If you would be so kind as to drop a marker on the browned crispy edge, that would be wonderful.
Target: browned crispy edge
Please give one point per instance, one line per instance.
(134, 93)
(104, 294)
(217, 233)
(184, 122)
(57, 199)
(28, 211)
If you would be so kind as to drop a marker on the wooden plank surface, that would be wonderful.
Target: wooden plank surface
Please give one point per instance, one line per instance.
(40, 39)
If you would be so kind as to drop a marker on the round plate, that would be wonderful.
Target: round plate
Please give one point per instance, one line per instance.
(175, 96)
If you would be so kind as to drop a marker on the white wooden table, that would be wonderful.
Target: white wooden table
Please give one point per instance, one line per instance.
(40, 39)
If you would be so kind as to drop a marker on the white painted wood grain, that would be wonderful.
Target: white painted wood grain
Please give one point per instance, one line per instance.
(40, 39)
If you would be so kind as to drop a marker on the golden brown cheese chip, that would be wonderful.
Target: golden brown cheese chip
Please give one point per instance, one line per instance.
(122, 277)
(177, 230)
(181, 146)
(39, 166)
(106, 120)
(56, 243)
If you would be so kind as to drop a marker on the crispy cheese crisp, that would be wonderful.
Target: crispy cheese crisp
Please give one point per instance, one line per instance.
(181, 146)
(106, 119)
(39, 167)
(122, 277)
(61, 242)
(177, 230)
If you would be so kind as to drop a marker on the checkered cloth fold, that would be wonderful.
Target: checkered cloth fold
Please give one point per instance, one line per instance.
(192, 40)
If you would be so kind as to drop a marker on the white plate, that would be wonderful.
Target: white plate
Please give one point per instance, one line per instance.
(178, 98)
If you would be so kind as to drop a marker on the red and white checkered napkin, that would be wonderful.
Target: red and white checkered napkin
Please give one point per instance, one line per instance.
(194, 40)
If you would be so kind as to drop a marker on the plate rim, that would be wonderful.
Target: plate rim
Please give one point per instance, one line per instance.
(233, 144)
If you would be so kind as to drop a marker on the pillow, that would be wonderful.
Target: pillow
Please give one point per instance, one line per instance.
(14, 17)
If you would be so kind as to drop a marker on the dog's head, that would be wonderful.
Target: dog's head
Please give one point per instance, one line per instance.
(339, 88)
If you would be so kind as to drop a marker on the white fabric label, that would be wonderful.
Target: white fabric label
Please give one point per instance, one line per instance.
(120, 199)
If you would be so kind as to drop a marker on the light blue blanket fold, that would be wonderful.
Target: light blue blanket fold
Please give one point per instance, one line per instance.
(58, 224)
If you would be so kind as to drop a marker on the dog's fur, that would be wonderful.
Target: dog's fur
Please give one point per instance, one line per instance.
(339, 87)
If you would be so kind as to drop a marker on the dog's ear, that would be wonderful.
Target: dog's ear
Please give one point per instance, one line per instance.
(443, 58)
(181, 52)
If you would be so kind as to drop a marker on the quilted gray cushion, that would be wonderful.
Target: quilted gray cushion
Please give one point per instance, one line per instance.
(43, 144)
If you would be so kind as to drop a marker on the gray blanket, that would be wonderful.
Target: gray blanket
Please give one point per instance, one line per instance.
☆ ☆ ☆ ☆ ☆
Indicate how many lines in the records above include the word "painted", giving no other content.

2